▶ _WRITTEN INSTRUCTION 1_: Rewrite the GCP Workflow article from "You define the" to "and then terminates.", swapping "YAML" for "JSON".
▶ _WRITTEN INSTRUCTION 2_:
Answer these questions about the GCP Workflow article, one per line:
(a) How much does the new container weigh?
(b) What is the most CPUs Cloud Run allows per job?
(c) About how long does the process take?

▶ _TEXT BLOCK_:
Working with GCP Workflow

About two weeks ago I shared on LinkedIn how I migrated a WRF pipeline.

A process that had been running in an outdated way was rebuilt from scratch in order to streamline it, simplify editing and oversight, and achieve significant cost savings.

A brief summary of the optimization performed:

The entire script suite, which totalled around 5,000 lines of code, was rebuilt as two bash scripts totalling 230 lines.

The old Container Image, which weighed over 4 GB, was replaced by a new container weighing 240 MB.

Instead of running on a VM that was on 24/7, the process now runs via GCP Workflow. The process takes about two hours. First, a resource-efficient Cloud Run Job runs; in the second part, a Batch Job runs on a larger machine.

When the process finishes, the compute resources disappear until the next run.

WRF process diagram

On the agenda:

In this article I want to demonstrate how to take a multi-step process and manage it using GCP Workflow.

A Workflow is a logical process in which you define steps, each performing a different action.

Steps can include running/launching a component, making an HTTP call, evaluating a condition, loops, and so on.

You define the process using YAML in which you write out the steps.

Before writing the steps in Workflow, you want to verify that each of them works correctly on its own. Then we will see how to call them from within the Workflow.

Artifact Registry:

This component was covered in my previous articles and serves as a cloud library for Images. We will therefore not dwell on it - we will simply reference a fictitious Container Image path as if it were stored there, then use that Container Image for the operations we perform.

Cloud Run Job:

In previous articles I explained in detail how to set up a Service on Cloud Run, including the difference between a Job and a Service.

A Service waits continuously for incoming requests.
A Job runs when called, performs what it needs to do, and then terminates.

We will not go over Cloud Run in detail here. Just remember that before calling a job from a Workflow, you need to define it in Cloud Run first. To verify it runs correctly on its own, trigger a few executions - both manually and via a Trigger.

Just to note: Cloud Run runs on containers. We will run our job using the container stored in Artifact Registry.

Cloud Run limits us to a maximum of 8 CPUs per job. Cloud Run is therefore suitable for running the first, resource-light part of our process. The second part achieves best performance with 16 CPUs, so we cannot run it on Cloud Run - it would take too long.

Cloud Batch Job:

This component sits somewhere between Workflow and Cloud Run. It can run a series of tasks and can also run a script or a container - but to do so it spins up a virtual machine. Unlike the two serverless options mentioned above, it is not serverless.

▶ _DATA PROVIDED_:
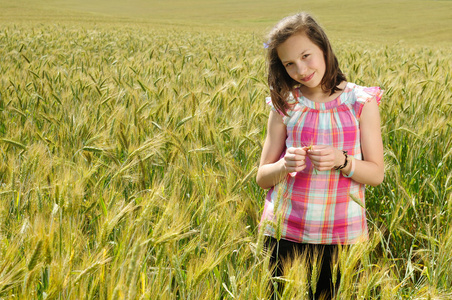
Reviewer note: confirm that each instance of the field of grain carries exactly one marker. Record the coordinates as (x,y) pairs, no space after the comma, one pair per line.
(128,157)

▶ _RIGHT ANSWER 1_:
You define the process using JSON in which you write out the steps.

Before writing the steps in Workflow, you want to verify that each of them works correctly on its own. Then we will see how to call them from within the Workflow.

Artifact Registry:

This component was covered in my previous articles and serves as a cloud library for Images. We will therefore not dwell on it - we will simply reference a fictitious Container Image path as if it were stored there, then use that Container Image for the operations we perform.

Cloud Run Job:

In previous articles I explained in detail how to set up a Service on Cloud Run, including the difference between a Job and a Service.

A Service waits continuously for incoming requests.
A Job runs when called, performs what it needs to do, and then terminates.

▶ _RIGHT ANSWER 2_:
(a) 240 MB
(b) 8 CPUs
(c) About two hours